# [Excerpted records]
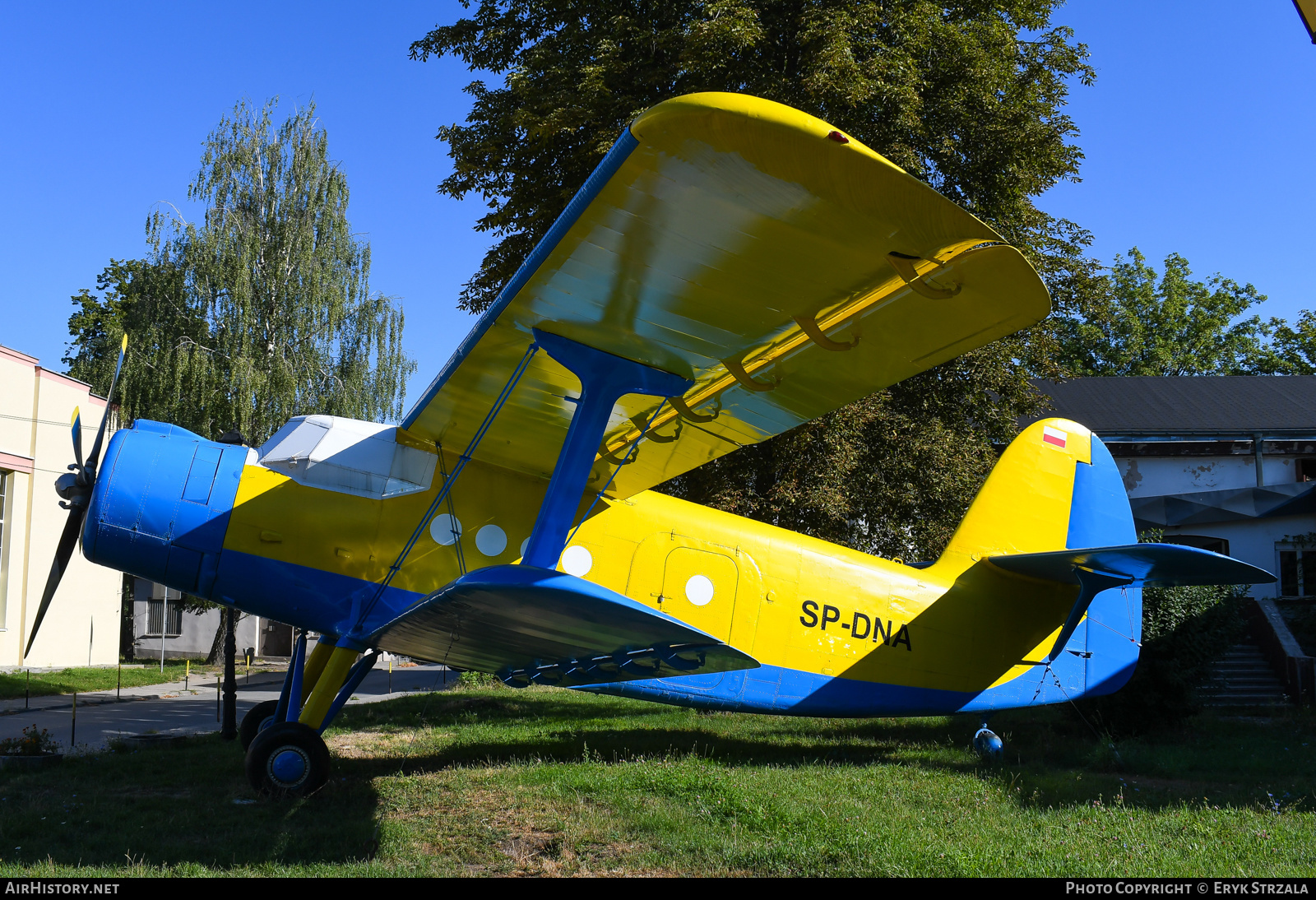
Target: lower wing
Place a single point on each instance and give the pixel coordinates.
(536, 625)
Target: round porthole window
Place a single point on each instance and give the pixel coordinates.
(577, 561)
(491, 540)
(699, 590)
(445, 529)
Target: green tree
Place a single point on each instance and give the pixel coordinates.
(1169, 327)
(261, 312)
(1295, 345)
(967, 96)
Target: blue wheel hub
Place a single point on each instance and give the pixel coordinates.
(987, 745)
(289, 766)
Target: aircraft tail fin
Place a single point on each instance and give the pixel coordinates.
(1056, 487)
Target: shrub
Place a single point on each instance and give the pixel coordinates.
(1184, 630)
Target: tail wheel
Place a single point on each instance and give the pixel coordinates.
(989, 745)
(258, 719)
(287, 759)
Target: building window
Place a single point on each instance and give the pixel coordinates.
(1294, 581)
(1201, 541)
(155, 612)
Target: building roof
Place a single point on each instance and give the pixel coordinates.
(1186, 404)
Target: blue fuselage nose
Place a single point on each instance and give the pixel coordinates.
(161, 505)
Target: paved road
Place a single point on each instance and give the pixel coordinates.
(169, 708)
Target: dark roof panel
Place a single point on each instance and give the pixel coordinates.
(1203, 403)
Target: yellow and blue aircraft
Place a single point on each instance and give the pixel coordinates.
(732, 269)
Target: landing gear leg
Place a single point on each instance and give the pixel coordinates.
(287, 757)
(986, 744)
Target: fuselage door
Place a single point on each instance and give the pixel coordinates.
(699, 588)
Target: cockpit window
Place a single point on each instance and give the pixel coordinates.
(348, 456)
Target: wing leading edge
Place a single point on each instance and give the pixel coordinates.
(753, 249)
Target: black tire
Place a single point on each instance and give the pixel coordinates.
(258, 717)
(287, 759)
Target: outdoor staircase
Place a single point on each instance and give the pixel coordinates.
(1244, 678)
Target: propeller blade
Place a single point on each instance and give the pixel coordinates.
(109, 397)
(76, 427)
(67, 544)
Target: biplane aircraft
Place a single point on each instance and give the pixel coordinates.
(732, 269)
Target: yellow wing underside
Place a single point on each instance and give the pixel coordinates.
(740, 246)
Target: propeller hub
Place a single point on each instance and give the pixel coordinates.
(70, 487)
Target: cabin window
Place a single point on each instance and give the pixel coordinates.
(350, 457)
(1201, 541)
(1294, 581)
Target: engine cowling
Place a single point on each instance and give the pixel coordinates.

# [Required work]
Among the lines above, find the one with "Target: shrub" and the one with "Target: cockpit window". Quote both and everything between them, exactly.

# [Exercise solution]
Target: shrub
Place a single point on each instance and give the pixel coordinates.
(1184, 630)
Target: tail wheel
Place a single point on each instance and give the pixel coordinates.
(989, 745)
(258, 719)
(287, 759)
Target: building window
Place a single point on each instance and give the pixel coordinates.
(1294, 581)
(1201, 541)
(155, 612)
Target: building roof
Place a single point on each instance and give the pixel coordinates.
(1186, 404)
Target: blue fuselage nose
Place a single point on each instance and give the pixel coordinates.
(161, 505)
Target: paved road
Place a single point on each instance and give the pixel coordinates.
(169, 708)
Target: dark roof panel
Place a single point on each instance and give the pixel coordinates.
(1203, 403)
Target: yellow and blue aircraft
Place a single point on each instance and give the pixel coordinates.
(732, 269)
Target: landing gear leg
Place a single point on each instance and give the pixel coordinates.
(287, 757)
(986, 744)
Target: fuselage door
Place a single point on each instance and give the pixel coordinates.
(699, 588)
Target: cockpit window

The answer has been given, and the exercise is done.